## INSTRUCTIONS FOR THE TASK
Once every line below with "white" has been counted, state the total and nothing else.
------ STORED DATA
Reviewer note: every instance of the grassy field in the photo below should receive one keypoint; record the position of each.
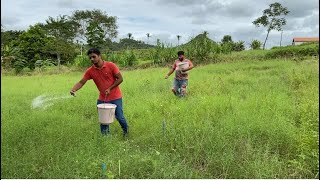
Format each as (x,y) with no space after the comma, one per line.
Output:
(246,119)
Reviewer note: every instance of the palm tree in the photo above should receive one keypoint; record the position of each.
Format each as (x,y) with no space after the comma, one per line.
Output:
(148,35)
(205,33)
(178,36)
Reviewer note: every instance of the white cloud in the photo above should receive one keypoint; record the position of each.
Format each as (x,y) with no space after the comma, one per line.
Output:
(165,19)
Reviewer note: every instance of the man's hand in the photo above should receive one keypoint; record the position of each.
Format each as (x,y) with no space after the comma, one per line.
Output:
(73,92)
(107,91)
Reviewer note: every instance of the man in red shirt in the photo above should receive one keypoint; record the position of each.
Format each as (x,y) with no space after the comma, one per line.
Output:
(180,81)
(107,77)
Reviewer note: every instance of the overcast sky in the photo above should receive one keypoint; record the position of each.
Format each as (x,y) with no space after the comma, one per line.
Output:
(165,19)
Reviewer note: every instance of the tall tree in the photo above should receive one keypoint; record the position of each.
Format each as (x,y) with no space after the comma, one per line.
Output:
(148,36)
(62,32)
(255,44)
(226,39)
(178,37)
(95,25)
(272,18)
(32,44)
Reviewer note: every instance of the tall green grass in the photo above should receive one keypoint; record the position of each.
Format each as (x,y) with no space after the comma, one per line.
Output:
(245,119)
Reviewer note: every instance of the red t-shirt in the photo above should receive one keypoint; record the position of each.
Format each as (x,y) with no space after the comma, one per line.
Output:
(104,78)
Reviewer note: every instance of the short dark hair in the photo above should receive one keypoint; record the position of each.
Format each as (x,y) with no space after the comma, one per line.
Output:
(180,53)
(94,50)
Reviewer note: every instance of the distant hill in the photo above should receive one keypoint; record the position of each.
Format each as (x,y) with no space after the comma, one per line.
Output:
(198,39)
(128,43)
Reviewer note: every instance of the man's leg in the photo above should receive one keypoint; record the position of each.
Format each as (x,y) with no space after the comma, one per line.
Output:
(104,128)
(184,84)
(175,87)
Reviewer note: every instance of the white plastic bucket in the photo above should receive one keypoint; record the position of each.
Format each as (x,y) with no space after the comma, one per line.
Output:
(106,113)
(183,65)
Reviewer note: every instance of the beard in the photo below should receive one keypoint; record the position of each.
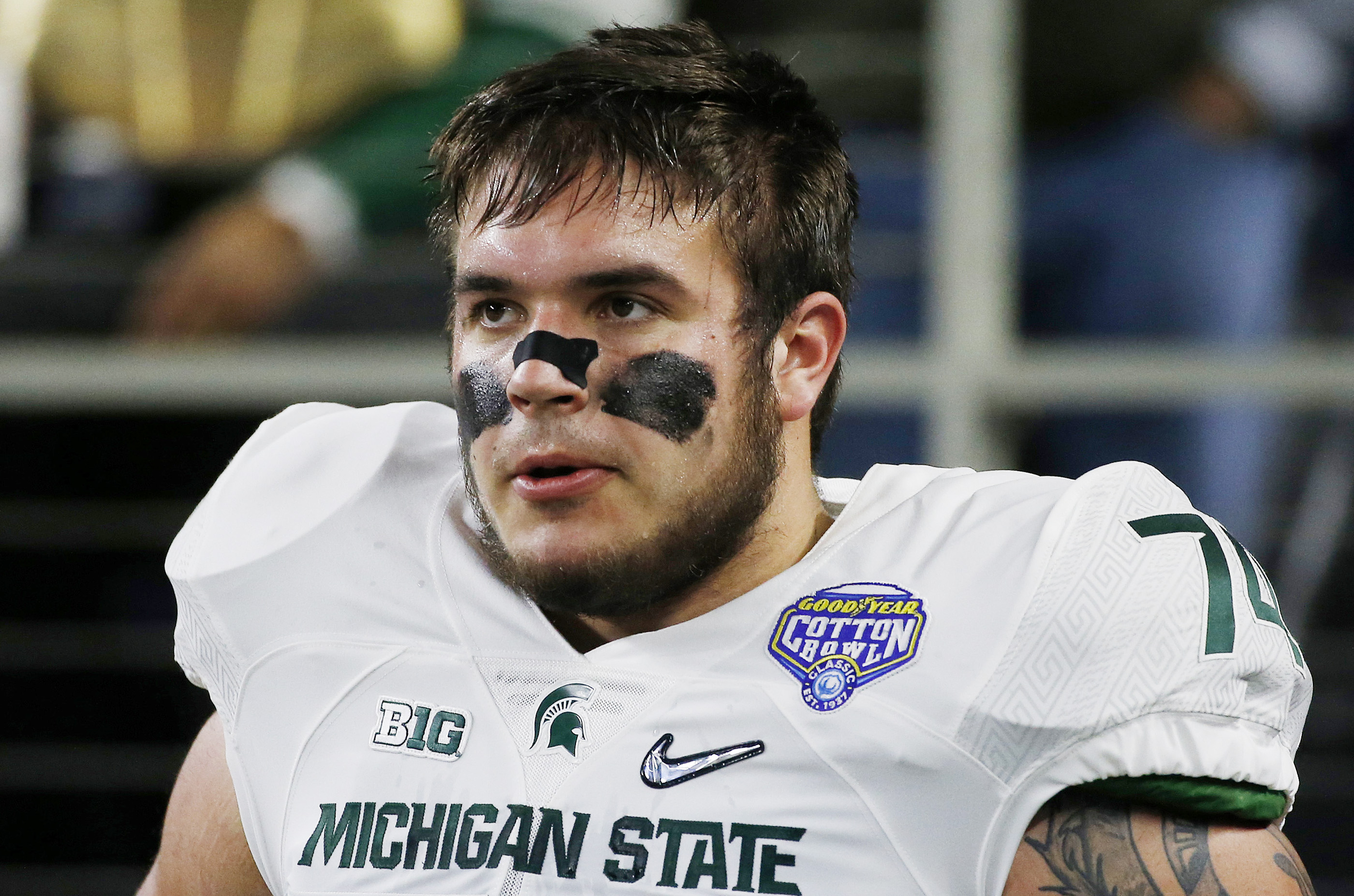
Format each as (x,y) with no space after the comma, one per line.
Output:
(707,529)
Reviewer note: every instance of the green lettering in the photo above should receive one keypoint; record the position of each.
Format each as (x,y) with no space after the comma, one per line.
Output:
(638,853)
(767,881)
(552,834)
(369,819)
(714,869)
(675,830)
(1256,588)
(334,829)
(749,834)
(380,859)
(519,822)
(446,731)
(1221,630)
(416,741)
(447,844)
(420,834)
(468,833)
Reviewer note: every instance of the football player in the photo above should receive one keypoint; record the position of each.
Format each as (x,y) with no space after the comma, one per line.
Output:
(602,631)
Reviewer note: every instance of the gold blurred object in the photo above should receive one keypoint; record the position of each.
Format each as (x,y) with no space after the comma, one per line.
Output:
(225,83)
(21,23)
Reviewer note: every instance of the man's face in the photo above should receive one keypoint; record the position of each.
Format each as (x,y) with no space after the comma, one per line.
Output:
(671,447)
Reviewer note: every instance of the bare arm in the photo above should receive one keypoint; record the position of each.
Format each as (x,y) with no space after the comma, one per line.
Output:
(1089,846)
(204,849)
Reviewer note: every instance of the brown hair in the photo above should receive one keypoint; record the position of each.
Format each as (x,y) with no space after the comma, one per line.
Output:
(703,125)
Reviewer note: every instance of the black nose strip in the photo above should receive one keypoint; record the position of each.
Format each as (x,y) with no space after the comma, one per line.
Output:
(571,356)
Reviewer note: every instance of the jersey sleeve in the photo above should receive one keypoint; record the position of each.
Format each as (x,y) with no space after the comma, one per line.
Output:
(202,647)
(1151,646)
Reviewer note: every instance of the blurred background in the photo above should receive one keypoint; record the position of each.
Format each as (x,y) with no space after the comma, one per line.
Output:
(1090,232)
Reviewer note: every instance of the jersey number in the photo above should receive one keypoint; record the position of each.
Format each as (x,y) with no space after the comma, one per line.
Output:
(1221,632)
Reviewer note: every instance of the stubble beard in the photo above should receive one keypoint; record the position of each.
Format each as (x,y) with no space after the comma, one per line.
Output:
(711,526)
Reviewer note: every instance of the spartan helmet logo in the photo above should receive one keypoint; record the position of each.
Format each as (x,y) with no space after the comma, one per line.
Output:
(561,719)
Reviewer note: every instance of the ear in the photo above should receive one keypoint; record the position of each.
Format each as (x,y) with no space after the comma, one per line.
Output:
(806,351)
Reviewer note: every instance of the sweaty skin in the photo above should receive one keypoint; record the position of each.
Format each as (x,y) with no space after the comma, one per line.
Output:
(665,392)
(571,356)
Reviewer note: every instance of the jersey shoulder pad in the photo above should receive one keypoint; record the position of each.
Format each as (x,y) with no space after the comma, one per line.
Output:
(282,526)
(1151,645)
(301,468)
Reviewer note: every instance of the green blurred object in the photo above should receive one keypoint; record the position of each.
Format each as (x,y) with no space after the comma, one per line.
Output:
(381,156)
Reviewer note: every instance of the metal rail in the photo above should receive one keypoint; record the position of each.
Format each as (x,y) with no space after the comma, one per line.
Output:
(259,375)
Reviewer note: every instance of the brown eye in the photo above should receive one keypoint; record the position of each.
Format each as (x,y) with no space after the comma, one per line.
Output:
(627,309)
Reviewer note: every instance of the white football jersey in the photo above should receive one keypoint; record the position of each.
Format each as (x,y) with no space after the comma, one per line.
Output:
(882,718)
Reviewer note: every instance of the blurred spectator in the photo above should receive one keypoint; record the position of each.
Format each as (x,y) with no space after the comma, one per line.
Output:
------------
## YOUR SOLUTION
3